■ **Written instruction**: From the line containing "the hat brim" to the last line of the data below, copy everything exactly and nothing else; pictures stay out.

——

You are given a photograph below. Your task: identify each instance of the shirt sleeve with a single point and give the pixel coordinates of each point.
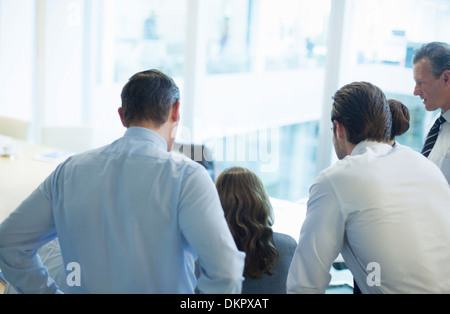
(29, 227)
(321, 240)
(204, 226)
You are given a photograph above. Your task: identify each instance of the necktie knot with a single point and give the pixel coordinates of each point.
(432, 136)
(440, 120)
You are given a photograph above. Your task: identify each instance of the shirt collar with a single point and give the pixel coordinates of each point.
(447, 116)
(147, 134)
(376, 147)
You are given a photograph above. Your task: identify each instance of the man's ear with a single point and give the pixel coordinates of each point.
(175, 113)
(340, 130)
(447, 78)
(120, 110)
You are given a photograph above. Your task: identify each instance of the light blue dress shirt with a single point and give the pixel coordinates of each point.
(132, 216)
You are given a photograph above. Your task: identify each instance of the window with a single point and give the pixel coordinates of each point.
(254, 76)
(148, 34)
(379, 47)
(17, 58)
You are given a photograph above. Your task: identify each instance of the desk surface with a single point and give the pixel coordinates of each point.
(21, 174)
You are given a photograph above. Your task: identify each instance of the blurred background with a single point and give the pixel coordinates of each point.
(256, 76)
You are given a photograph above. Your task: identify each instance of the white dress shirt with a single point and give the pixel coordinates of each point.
(132, 216)
(440, 154)
(387, 210)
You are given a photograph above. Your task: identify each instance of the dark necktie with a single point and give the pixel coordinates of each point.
(432, 136)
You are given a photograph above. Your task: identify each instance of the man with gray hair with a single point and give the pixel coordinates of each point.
(130, 217)
(432, 76)
(384, 208)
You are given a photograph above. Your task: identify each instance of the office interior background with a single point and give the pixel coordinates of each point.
(256, 76)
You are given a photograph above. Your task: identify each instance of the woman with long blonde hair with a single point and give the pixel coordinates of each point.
(249, 214)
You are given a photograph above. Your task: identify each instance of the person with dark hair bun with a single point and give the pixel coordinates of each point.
(400, 119)
(384, 208)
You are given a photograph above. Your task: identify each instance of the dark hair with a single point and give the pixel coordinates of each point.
(363, 110)
(149, 96)
(439, 55)
(400, 118)
(249, 215)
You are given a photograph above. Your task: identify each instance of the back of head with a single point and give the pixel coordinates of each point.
(249, 215)
(149, 96)
(400, 118)
(363, 110)
(439, 55)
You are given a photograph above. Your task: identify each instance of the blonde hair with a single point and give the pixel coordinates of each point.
(250, 218)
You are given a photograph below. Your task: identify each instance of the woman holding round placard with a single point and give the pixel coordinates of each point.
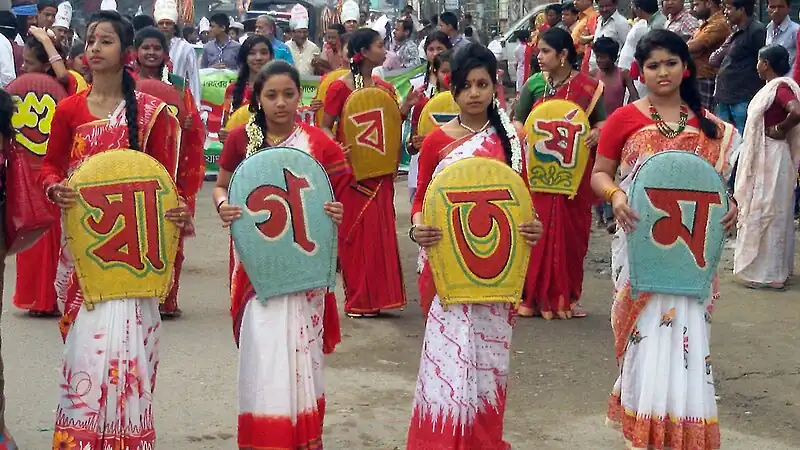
(151, 45)
(436, 53)
(461, 388)
(281, 341)
(665, 390)
(111, 351)
(766, 176)
(368, 253)
(555, 274)
(253, 54)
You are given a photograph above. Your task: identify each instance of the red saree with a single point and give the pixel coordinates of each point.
(282, 341)
(111, 354)
(189, 180)
(37, 266)
(368, 251)
(555, 273)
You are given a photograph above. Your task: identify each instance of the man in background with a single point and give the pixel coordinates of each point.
(265, 25)
(220, 52)
(47, 13)
(182, 55)
(611, 24)
(709, 37)
(680, 21)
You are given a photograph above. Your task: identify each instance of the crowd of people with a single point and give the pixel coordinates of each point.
(713, 81)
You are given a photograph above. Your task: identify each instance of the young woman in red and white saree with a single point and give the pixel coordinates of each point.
(111, 352)
(664, 396)
(460, 397)
(368, 253)
(766, 176)
(37, 266)
(151, 57)
(253, 54)
(281, 341)
(555, 274)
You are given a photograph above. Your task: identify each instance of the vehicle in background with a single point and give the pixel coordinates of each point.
(510, 41)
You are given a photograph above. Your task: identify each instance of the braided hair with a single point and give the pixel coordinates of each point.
(124, 31)
(436, 36)
(473, 57)
(152, 33)
(360, 40)
(244, 68)
(272, 68)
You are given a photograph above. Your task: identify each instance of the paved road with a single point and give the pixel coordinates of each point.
(561, 371)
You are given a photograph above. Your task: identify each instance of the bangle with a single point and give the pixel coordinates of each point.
(610, 191)
(220, 202)
(411, 233)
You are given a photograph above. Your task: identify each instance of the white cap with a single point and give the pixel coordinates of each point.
(349, 11)
(63, 15)
(298, 19)
(204, 25)
(165, 10)
(108, 5)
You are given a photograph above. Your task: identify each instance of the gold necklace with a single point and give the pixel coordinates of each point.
(485, 126)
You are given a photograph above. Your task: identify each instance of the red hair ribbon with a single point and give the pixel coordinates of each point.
(635, 74)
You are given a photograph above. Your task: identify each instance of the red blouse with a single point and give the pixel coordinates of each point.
(776, 113)
(74, 111)
(624, 122)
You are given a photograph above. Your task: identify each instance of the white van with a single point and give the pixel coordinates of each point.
(510, 42)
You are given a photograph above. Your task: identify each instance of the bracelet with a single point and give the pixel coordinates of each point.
(411, 233)
(610, 191)
(220, 202)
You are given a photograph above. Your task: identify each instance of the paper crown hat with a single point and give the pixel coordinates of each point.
(165, 10)
(298, 19)
(349, 11)
(108, 5)
(63, 15)
(204, 25)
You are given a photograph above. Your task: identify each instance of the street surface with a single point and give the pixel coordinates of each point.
(561, 371)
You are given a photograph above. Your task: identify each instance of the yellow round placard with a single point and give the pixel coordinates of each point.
(81, 82)
(372, 128)
(557, 150)
(122, 244)
(439, 110)
(479, 204)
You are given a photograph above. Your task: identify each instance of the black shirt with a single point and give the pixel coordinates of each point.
(737, 79)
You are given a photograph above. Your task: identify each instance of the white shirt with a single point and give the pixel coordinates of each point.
(616, 28)
(184, 64)
(784, 35)
(303, 57)
(7, 70)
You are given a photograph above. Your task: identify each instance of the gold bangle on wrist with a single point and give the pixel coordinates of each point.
(609, 192)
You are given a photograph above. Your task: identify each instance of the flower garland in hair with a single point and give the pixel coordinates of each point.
(511, 132)
(254, 136)
(165, 75)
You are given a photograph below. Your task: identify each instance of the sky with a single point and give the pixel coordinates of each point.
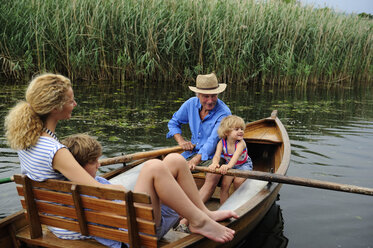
(347, 6)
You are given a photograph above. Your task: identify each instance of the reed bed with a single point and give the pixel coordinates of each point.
(174, 40)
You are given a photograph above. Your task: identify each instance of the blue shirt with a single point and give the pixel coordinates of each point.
(204, 133)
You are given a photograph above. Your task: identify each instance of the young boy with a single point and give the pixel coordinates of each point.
(87, 150)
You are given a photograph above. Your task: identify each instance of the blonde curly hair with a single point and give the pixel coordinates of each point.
(24, 122)
(83, 147)
(228, 124)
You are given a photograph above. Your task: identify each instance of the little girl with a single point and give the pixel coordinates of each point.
(233, 148)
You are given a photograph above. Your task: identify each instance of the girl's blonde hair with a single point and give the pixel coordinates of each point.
(228, 124)
(24, 122)
(84, 148)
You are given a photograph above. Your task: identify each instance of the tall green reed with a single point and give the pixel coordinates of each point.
(173, 40)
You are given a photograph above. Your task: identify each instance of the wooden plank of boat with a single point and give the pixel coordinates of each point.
(269, 147)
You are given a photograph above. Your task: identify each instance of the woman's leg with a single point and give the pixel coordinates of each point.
(180, 171)
(208, 188)
(225, 186)
(157, 181)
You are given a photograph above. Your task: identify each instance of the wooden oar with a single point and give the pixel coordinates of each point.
(6, 180)
(140, 155)
(270, 177)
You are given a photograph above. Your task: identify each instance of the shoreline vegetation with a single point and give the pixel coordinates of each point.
(174, 40)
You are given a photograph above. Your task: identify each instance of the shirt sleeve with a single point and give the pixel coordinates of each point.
(179, 117)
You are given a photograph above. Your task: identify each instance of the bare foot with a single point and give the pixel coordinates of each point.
(212, 230)
(222, 215)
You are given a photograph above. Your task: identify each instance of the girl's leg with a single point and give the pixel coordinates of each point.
(180, 171)
(224, 189)
(237, 182)
(157, 181)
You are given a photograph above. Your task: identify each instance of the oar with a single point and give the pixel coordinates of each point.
(6, 180)
(140, 155)
(270, 177)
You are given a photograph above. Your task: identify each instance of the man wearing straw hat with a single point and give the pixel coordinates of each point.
(203, 113)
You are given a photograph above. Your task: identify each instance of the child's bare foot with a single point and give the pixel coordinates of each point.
(212, 230)
(222, 215)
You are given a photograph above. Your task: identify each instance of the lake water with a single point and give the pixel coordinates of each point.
(330, 129)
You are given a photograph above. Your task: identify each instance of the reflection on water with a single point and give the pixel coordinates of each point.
(269, 232)
(330, 129)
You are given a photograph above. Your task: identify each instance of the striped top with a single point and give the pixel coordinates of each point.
(241, 160)
(36, 163)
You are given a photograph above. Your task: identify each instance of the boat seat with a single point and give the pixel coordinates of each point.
(93, 211)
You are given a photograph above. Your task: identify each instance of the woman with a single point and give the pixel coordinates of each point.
(30, 128)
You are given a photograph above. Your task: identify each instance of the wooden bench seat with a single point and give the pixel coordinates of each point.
(92, 211)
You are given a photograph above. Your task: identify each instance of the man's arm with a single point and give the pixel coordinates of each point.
(186, 145)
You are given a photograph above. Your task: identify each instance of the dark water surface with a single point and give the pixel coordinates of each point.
(331, 134)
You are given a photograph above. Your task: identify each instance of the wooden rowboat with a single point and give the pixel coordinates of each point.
(269, 148)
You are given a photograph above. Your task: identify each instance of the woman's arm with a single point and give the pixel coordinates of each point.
(66, 164)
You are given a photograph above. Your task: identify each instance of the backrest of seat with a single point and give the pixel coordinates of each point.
(93, 211)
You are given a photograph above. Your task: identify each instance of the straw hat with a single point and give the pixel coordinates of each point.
(208, 84)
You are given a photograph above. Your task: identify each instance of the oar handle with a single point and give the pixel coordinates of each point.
(272, 177)
(6, 180)
(140, 155)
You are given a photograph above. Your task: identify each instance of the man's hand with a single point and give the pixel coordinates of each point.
(194, 161)
(224, 168)
(186, 145)
(213, 166)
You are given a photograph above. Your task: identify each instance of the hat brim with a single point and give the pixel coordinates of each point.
(217, 90)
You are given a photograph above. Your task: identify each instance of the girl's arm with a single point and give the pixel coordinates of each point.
(66, 164)
(236, 155)
(216, 158)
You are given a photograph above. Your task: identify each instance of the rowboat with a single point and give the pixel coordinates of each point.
(269, 148)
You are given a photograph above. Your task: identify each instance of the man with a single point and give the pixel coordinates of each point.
(203, 113)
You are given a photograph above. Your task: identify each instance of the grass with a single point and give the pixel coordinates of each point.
(174, 40)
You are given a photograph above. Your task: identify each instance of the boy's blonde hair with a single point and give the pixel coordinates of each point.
(24, 122)
(228, 124)
(84, 148)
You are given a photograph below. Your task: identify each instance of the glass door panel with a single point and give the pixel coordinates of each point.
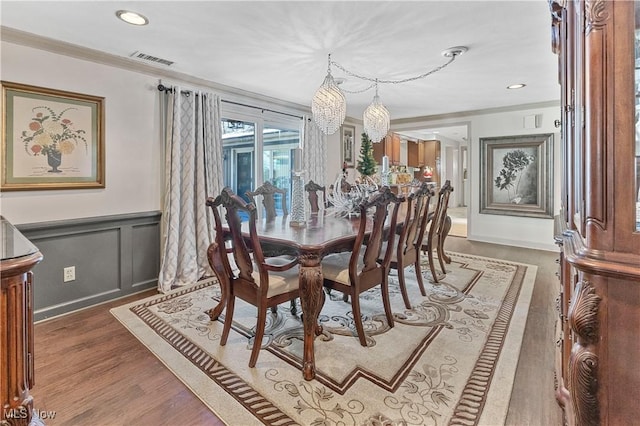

——

■ **Expected answer**:
You are given a photograph above. Your task: identify each instance of the hat brim with a single point and give the pixel coordinates of each point.
(217, 90)
You are given a photograph above. Your task: identify each instance of the girl's arm with a single point and give the pixel coordinates of each point.
(66, 164)
(236, 155)
(216, 158)
You are given a photograph above. Your task: identify each instance of the rowboat with a single point and give the pixel coordinates of each point.
(269, 148)
You are given a photograph above. Your task: identify each instance of the man with a single point and give the pixel coordinates of each point.
(203, 113)
You are given a photograph above. Your task: identify each instance of the grass with a single point and give the pixel coordinates of each point.
(174, 40)
You are given a photograph above. Your task: identify each instance of the boy's blonde hair with a single point and give the pixel coordinates of each point.
(24, 122)
(228, 124)
(84, 148)
You are given a photograph below. Your task: identify each instance of the glass door panel with a single point and give the pixel coordinates of each point.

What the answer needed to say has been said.